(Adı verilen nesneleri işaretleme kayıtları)
----------------------------------------

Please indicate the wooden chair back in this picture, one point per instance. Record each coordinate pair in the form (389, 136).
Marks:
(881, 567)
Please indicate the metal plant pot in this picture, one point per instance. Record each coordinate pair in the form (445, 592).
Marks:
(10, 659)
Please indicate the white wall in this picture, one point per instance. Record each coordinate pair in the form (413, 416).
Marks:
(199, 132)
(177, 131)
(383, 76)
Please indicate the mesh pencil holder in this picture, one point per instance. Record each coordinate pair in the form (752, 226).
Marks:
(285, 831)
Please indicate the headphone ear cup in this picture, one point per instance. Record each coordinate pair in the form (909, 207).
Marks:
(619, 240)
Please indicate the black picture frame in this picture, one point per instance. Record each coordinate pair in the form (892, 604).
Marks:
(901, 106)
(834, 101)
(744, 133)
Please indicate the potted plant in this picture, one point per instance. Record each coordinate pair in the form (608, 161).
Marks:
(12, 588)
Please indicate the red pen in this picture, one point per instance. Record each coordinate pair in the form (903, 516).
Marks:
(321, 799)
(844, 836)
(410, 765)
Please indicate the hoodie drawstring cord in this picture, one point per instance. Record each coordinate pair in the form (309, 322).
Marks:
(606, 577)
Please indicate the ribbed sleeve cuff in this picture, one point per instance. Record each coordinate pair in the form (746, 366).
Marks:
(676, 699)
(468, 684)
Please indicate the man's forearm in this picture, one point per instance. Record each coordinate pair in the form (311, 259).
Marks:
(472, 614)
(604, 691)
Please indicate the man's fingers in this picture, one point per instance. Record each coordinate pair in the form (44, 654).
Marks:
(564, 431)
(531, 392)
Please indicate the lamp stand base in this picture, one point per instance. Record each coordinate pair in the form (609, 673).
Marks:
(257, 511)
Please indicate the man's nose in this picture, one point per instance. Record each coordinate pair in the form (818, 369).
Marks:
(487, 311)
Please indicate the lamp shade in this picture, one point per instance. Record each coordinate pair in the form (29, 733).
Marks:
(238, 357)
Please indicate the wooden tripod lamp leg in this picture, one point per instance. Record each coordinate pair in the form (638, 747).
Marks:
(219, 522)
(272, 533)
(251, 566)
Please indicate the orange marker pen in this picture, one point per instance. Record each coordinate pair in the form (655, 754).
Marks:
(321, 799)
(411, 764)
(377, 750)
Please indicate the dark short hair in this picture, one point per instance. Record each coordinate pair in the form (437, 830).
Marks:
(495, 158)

----------------------------------------

(Yapılacak iş): Yukarıdaki listenin tamamını, tek bir satırı bile değiştirmeden baştan sona yeniden yazın.

(Yanıt):
Please indicate the wooden chair back in this picture, one point per instance. Record each coordinate pair in the form (389, 136).
Marks:
(881, 567)
Please indicate the metal plant pot in this picture, one point per instance. Record each coordinate pair in the form (445, 592).
Marks:
(10, 659)
Please indicate the white wall in this picture, one point per instance. Record each coordinate pair in the form (413, 416).
Marks:
(199, 132)
(177, 131)
(383, 76)
Please indicate the mesh pencil holder in this picture, one point per instance. Record each coordinate pair in the form (752, 226).
Marks:
(285, 831)
Please indicate the headphone ear cup in this picture, one point per instance. Record each coordinate pair in the form (909, 207).
Marks:
(619, 240)
Please indicate the black picture frame in this picture, one point per instance. Record each coordinate pair in the form (892, 604).
Marks:
(901, 106)
(834, 101)
(744, 133)
Please indicate the potted plant in this picture, one point per instance. Record each coordinate pair in the form (608, 161).
Marks:
(12, 588)
Please indicate the red pen in this picture, one point per instance. Record each coordinate pair in the form (903, 516).
Marks:
(321, 799)
(844, 836)
(410, 765)
Please indicate the hoodie drawstring cord in this picture, one point per instance. Record each coordinate pair in the form (309, 322).
Marks:
(606, 577)
Please indicate the ribbed sleeve cuff in this picture, one point per instance. Record each coordinate pair in the form (746, 366).
Marks:
(676, 699)
(468, 684)
Please indicate the man's forearm in this picture, one point per instance. Record each coordinate pair in the form (311, 259).
Marks:
(472, 614)
(604, 691)
Please indicate the man's fingers in this picture, one point per instance. Record each coordinate pair in the form (44, 654).
Marks:
(564, 431)
(531, 392)
Please indicate the lamp stand base in this picture, one point per instance. Record each coordinate pair in the form (609, 673).
Marks:
(257, 511)
Please indicate the man's nose in this picture, one point per instance. Record each coordinate pair in the form (818, 369).
Marks:
(487, 311)
Please indicate the lamp shade in this picture, one point per instance. Record each coordinate pair in the form (29, 733).
Marks:
(238, 357)
Please indicate the wooden tripod lamp leg in this picture, one point per instance. Record each coordinate pair in the form (638, 747).
Marks:
(219, 522)
(272, 533)
(251, 566)
Please indicate the orange marker pen in this picture, one point per instance. Record each coordinate pair in the form (655, 754).
Marks:
(321, 799)
(411, 764)
(377, 750)
Please indicate the dark short hair in this picture, one point per instance. Record each coordinate pair in the form (437, 830).
Marks:
(495, 158)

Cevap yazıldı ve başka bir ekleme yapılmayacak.